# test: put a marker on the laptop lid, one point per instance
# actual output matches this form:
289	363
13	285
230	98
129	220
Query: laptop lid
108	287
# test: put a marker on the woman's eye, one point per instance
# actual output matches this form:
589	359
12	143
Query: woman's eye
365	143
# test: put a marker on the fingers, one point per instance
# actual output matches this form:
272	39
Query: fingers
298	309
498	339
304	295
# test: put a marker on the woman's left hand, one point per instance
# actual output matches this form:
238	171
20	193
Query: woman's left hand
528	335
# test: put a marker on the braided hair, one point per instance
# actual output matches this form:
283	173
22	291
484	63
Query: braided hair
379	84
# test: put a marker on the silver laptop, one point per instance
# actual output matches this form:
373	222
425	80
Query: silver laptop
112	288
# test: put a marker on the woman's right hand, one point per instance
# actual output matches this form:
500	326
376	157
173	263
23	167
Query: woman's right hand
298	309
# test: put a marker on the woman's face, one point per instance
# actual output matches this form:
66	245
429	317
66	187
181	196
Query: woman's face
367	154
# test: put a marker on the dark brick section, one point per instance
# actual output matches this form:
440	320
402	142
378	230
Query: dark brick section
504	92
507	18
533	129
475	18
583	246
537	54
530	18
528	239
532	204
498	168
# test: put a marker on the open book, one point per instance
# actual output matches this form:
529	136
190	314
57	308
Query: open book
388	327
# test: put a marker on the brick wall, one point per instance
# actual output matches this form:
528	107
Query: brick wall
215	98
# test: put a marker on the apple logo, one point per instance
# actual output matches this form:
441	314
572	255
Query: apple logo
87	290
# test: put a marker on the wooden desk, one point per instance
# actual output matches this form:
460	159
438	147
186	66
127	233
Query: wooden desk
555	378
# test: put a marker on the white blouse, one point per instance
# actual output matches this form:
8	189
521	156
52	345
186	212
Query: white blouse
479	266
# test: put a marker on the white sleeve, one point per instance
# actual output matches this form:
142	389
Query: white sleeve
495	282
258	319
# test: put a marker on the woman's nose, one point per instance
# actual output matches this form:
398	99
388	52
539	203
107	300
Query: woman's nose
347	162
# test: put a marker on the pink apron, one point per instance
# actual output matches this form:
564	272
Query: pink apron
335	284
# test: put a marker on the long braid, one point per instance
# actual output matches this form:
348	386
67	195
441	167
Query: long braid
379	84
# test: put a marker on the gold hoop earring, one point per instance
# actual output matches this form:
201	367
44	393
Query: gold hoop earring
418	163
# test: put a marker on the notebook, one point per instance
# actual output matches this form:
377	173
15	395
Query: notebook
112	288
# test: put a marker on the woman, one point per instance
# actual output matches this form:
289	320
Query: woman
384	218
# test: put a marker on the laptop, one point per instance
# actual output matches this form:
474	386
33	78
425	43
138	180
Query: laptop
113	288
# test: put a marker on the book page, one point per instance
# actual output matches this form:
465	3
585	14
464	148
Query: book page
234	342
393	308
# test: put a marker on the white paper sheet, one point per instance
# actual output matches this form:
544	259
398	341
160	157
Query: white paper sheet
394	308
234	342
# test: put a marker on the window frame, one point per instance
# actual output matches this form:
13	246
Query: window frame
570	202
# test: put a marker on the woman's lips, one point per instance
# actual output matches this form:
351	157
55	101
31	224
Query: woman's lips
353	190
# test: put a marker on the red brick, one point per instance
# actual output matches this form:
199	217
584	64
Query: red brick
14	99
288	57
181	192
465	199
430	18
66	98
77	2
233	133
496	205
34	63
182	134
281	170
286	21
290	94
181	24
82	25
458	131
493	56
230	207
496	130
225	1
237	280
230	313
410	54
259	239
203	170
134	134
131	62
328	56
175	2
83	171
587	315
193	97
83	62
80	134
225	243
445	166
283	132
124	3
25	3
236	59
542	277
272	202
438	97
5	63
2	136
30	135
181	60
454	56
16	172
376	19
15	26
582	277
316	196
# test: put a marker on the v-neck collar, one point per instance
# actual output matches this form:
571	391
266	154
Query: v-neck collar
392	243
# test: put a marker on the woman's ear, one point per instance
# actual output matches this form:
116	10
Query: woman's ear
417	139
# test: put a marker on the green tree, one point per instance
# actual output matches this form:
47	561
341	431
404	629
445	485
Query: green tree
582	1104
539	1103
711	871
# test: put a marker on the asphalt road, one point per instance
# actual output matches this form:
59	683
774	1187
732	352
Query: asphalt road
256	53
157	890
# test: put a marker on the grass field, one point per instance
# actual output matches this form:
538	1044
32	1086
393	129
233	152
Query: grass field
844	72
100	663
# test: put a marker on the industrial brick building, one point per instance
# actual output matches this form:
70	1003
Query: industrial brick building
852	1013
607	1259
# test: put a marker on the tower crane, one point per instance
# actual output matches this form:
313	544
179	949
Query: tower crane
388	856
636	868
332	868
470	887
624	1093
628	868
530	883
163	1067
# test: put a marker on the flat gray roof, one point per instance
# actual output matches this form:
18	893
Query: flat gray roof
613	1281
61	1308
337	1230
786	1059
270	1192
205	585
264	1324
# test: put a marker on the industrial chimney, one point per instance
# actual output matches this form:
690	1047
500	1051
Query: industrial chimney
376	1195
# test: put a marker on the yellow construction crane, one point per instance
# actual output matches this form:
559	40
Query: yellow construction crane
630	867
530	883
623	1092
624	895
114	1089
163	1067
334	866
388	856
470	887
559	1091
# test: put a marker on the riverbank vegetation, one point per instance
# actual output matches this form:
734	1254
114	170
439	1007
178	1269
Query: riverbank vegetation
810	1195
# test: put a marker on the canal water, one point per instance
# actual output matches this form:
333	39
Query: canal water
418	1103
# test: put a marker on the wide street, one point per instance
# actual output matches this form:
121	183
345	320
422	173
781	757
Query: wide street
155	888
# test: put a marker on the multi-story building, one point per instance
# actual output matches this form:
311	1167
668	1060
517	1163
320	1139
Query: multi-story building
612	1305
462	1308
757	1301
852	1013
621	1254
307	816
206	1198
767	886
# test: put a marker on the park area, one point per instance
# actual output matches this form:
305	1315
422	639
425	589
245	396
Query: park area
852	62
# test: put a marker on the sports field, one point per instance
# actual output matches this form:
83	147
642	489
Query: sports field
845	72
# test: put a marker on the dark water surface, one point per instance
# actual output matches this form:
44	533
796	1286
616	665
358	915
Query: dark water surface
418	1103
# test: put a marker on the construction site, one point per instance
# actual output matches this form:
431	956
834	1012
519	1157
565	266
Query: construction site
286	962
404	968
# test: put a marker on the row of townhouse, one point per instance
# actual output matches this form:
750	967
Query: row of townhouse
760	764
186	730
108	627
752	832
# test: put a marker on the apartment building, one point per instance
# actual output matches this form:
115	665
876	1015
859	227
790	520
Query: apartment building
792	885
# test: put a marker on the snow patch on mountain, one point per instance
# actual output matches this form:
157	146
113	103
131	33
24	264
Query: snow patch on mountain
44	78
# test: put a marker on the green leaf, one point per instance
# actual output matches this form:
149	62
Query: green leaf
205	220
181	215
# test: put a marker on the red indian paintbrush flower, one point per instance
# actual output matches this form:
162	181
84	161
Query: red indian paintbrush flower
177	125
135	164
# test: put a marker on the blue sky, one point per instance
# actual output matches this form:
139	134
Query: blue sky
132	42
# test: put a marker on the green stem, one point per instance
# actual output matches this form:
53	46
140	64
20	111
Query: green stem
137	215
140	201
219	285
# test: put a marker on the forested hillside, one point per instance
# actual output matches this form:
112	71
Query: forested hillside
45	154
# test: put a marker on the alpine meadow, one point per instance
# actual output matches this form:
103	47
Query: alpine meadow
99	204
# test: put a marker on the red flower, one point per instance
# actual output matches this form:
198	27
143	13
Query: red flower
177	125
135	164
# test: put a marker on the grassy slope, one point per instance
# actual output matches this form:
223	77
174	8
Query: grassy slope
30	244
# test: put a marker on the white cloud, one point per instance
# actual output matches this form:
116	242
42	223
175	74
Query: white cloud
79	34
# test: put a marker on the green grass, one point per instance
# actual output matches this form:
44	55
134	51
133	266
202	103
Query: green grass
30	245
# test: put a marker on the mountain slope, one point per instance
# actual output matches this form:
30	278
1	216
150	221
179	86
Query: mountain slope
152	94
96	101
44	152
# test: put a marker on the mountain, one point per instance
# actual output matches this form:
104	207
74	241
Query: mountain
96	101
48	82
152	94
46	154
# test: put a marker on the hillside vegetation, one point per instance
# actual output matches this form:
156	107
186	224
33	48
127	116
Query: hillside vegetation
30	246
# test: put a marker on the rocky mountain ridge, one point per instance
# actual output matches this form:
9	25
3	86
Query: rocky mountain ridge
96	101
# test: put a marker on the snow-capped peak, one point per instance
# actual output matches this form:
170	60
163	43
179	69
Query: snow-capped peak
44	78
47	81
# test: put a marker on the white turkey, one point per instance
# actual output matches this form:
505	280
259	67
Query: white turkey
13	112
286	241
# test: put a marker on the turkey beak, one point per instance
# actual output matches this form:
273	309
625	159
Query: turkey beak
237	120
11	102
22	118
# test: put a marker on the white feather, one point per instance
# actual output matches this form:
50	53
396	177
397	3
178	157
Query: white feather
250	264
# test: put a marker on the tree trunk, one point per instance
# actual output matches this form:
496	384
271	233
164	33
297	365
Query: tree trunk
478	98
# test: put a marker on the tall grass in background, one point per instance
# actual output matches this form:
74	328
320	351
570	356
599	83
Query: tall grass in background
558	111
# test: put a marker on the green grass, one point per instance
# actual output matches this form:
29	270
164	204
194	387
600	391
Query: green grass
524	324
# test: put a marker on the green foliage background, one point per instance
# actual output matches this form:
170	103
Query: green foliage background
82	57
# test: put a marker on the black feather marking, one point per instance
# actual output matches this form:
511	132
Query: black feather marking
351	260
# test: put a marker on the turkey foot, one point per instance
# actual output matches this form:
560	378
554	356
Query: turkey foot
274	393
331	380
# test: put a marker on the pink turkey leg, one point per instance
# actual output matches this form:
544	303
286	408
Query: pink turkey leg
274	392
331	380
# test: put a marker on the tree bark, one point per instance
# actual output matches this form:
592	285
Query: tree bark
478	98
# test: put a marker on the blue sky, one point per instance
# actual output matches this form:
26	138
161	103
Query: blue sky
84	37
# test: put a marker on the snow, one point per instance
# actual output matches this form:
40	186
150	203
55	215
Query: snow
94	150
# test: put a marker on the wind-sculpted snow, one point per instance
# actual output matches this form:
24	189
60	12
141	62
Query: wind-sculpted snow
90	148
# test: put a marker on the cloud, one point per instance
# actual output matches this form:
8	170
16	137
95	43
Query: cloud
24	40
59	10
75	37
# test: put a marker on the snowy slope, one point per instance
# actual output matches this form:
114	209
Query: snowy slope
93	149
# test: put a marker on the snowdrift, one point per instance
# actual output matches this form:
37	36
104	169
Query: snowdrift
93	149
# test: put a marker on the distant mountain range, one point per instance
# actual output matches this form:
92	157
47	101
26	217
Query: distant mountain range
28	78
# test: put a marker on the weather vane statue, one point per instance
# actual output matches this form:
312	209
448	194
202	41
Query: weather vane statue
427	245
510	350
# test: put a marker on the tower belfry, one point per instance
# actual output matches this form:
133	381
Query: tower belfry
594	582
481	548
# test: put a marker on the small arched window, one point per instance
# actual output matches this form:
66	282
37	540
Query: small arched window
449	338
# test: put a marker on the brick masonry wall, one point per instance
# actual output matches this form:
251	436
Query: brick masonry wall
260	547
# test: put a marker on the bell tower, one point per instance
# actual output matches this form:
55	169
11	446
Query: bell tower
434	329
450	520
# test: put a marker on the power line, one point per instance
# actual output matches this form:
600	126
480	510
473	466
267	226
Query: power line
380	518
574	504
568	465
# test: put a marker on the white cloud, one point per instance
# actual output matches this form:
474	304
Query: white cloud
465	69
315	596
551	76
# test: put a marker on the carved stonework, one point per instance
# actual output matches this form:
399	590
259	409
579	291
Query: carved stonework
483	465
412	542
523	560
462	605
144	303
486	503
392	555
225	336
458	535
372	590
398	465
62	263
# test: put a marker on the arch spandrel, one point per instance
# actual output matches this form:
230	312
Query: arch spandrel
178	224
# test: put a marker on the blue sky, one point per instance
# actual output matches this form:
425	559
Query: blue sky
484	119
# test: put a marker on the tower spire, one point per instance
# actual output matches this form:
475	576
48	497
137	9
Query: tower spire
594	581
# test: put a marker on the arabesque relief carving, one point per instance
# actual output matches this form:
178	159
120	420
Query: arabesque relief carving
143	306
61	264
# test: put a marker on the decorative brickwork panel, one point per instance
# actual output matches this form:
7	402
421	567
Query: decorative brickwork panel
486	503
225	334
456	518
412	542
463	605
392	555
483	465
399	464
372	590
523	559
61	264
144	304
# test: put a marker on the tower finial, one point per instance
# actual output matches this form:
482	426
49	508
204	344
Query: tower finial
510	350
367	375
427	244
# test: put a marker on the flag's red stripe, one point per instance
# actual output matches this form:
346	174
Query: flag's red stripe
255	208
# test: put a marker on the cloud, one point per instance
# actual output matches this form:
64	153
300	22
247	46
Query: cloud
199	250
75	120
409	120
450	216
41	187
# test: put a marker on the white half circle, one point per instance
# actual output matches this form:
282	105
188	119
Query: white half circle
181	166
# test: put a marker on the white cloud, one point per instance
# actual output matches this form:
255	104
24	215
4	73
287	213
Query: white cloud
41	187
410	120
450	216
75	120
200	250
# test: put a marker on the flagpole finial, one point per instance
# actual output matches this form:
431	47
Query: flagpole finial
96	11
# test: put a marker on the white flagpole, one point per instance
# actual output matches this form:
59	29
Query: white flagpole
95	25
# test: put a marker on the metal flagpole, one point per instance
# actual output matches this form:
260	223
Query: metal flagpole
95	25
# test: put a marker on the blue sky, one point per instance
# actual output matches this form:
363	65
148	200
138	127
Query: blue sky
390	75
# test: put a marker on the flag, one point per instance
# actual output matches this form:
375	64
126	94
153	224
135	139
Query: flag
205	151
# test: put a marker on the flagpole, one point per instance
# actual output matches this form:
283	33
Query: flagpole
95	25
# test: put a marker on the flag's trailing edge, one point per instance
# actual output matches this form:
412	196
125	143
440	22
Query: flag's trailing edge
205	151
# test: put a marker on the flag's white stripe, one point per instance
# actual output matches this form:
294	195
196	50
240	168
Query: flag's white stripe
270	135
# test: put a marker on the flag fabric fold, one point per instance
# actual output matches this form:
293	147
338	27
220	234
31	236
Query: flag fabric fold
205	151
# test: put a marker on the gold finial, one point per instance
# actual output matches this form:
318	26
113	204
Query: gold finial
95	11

## AIM OF THE EXERCISE
With the line containing "# test: put a marker on the white half" as the first and the last line of the records as the final one, print exactly the lines in that span.

## ANSWER
# test: put a marker on the white half circle, one point per instance
# actual output matches this form:
282	105
188	119
Query: white half circle
181	166
# test: put a marker on the white cloud, one point per instance
# actual output matches this form:
255	104
24	215
4	73
287	213
Query: white cloud
41	187
410	120
450	216
75	120
200	250
# test: put a marker on the flagpole finial, one point per instance
# actual output matches this form:
431	47
Query: flagpole finial
96	11
# test: put a marker on the white flagpole, one point per instance
# actual output matches this form:
59	29
Query: white flagpole
95	25
# test: put a marker on the metal flagpole, one point per instance
# actual output matches this form:
260	223
Query: metal flagpole
95	25
# test: put a marker on the blue sky, one point per instance
# actual output matches this form:
363	65
148	200
138	127
Query: blue sky
390	75
# test: put a marker on the flag, one point per instance
# actual output matches this form:
375	64
126	94
153	224
135	139
Query: flag
205	151
# test: put a marker on the flagpole, one point per instance
# actual output matches this form:
283	33
Query: flagpole
95	25
# test: put a marker on the flag's trailing edge, one point per instance
# actual output matches this form:
412	196
125	143
440	22
Query: flag's trailing edge
205	151
# test: put a marker on the flag's white stripe, one point per instance
# actual output matches this form:
294	195
196	50
240	168
Query: flag's white stripe
270	135
# test: put a marker on the flag fabric fold, one point per instance
# actual output matches this form:
293	147
338	27
220	234
31	236
Query: flag fabric fold
205	151
# test: put a marker on the gold finial, one point per instance
# actual output matches this form:
318	26
113	204
Query: gold finial
95	11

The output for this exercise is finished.